[Given task]
Which lines in the material below contain the word "green"? Copy out every one of them in full.

[Input data]

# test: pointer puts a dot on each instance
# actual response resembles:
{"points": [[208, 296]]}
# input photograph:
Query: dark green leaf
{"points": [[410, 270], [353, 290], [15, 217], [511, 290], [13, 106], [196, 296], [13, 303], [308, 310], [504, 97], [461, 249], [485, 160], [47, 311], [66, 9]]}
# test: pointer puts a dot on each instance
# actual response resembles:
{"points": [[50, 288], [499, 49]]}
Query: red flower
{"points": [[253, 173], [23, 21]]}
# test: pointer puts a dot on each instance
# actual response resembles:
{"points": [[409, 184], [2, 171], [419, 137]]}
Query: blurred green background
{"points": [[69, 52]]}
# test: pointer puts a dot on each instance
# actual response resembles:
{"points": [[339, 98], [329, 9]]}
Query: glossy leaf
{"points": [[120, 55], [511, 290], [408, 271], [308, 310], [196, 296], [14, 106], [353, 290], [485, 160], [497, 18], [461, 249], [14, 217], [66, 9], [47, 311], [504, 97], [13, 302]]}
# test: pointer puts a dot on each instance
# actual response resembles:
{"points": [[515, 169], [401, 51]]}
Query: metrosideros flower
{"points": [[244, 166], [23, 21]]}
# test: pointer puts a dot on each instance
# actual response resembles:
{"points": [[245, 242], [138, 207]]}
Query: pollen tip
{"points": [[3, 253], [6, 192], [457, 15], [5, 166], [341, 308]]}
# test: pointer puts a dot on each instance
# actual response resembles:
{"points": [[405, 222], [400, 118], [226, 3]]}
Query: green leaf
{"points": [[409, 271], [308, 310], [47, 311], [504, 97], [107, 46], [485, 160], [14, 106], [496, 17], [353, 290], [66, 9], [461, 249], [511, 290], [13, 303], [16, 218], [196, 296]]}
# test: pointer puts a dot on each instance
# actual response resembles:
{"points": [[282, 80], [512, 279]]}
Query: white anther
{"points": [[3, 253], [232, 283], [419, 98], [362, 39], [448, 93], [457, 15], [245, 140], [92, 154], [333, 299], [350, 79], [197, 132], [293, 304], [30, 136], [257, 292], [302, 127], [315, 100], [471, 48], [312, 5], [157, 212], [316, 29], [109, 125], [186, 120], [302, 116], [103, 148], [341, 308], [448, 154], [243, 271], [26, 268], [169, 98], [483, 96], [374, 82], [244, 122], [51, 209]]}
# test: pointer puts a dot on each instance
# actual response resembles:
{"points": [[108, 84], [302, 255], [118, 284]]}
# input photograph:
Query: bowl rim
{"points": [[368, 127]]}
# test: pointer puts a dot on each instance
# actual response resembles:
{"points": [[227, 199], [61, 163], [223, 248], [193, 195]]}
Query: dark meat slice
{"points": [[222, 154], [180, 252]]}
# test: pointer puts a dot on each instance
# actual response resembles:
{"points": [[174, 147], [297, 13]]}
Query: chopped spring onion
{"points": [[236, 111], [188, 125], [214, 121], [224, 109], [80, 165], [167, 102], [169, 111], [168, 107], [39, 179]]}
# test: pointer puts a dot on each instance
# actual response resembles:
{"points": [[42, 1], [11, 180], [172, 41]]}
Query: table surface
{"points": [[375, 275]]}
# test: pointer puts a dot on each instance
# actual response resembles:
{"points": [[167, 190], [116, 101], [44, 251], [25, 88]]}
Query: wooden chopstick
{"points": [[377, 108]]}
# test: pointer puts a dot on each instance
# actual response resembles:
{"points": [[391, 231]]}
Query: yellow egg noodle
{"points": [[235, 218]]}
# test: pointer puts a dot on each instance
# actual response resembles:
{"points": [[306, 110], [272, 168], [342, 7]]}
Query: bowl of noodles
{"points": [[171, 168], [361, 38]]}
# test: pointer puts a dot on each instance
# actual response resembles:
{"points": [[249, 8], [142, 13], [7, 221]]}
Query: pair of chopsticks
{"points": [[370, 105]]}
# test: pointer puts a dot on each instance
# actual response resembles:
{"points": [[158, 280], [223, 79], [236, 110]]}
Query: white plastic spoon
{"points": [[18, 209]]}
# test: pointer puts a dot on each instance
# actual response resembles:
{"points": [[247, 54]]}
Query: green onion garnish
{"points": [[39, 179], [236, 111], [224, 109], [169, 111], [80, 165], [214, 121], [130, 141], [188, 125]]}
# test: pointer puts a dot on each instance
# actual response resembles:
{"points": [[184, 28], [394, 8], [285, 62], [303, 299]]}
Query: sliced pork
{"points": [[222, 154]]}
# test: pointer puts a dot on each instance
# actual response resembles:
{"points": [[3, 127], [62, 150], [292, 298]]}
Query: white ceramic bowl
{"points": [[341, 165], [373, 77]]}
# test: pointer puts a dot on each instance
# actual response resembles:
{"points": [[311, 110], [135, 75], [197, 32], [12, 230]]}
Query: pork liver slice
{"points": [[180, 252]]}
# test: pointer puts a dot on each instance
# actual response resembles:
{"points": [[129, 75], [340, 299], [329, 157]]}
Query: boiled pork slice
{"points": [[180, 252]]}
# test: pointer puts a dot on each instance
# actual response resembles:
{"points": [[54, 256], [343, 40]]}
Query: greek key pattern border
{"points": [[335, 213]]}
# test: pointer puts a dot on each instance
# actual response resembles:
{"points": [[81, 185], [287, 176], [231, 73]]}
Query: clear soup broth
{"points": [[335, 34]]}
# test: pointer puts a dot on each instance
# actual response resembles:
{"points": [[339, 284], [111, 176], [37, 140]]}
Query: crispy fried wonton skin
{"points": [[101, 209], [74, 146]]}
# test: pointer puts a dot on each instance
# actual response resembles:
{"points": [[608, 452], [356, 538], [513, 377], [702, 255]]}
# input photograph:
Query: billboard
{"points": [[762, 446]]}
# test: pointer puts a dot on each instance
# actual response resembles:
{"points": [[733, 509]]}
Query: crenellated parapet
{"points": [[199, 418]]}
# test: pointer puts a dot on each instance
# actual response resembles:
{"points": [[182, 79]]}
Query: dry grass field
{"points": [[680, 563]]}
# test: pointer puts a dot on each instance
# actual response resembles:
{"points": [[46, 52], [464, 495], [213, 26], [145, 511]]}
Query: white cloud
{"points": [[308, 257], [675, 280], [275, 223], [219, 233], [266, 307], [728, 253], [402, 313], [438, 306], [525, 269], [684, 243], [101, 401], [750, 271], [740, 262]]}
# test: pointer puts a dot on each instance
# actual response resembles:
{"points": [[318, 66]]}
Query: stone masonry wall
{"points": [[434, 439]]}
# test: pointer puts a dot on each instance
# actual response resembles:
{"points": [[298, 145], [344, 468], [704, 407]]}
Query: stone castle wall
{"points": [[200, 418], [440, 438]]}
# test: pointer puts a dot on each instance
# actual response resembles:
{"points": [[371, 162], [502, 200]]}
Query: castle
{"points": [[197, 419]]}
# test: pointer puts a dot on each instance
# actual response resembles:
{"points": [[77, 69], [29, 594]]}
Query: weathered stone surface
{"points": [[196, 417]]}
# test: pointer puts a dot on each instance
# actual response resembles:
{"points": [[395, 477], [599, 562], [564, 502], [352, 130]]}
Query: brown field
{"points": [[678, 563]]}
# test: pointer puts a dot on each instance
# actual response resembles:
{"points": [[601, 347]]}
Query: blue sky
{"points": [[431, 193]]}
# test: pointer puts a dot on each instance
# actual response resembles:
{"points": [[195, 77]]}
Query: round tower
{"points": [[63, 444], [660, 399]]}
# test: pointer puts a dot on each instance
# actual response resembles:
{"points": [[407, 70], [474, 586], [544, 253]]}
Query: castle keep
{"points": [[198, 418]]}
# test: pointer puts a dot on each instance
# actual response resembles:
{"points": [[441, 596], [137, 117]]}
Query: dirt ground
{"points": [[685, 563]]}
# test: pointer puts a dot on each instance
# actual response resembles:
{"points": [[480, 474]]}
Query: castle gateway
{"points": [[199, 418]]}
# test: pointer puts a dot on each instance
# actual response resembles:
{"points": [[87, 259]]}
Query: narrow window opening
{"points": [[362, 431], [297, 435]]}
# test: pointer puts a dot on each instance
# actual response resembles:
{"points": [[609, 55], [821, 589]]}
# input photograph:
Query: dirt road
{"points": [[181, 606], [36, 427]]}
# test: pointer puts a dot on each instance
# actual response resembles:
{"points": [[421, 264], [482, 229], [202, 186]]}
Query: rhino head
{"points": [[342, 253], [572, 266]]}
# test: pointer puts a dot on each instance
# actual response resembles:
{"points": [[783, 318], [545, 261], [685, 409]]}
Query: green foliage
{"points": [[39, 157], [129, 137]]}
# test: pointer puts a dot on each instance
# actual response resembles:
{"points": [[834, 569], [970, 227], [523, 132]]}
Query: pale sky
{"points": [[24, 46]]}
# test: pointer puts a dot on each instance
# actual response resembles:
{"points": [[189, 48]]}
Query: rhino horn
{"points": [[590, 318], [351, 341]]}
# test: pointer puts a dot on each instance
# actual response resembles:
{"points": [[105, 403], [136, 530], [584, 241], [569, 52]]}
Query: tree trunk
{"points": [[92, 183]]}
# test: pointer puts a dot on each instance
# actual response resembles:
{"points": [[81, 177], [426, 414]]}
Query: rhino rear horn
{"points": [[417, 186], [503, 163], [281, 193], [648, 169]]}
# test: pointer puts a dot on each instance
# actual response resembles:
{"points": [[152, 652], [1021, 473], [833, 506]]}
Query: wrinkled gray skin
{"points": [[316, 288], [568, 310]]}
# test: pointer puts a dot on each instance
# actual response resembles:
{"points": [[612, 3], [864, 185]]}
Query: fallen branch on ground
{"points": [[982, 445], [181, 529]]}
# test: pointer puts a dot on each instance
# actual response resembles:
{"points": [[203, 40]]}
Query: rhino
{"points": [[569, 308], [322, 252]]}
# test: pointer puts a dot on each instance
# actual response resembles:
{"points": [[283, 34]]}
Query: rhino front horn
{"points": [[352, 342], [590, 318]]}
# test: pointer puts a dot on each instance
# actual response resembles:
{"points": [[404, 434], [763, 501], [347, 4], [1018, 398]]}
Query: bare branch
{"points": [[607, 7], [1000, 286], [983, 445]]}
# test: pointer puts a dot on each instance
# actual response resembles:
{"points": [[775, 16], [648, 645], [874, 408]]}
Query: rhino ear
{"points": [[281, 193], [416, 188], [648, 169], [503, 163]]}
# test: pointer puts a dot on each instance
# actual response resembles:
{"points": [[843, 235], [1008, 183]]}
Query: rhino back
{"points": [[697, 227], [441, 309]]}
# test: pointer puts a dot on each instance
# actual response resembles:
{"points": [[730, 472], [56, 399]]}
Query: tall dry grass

[Response to the task]
Query: dark green leaf
Query: blurred green background
Query: green leaf
Query: green onion garnish
Query: green foliage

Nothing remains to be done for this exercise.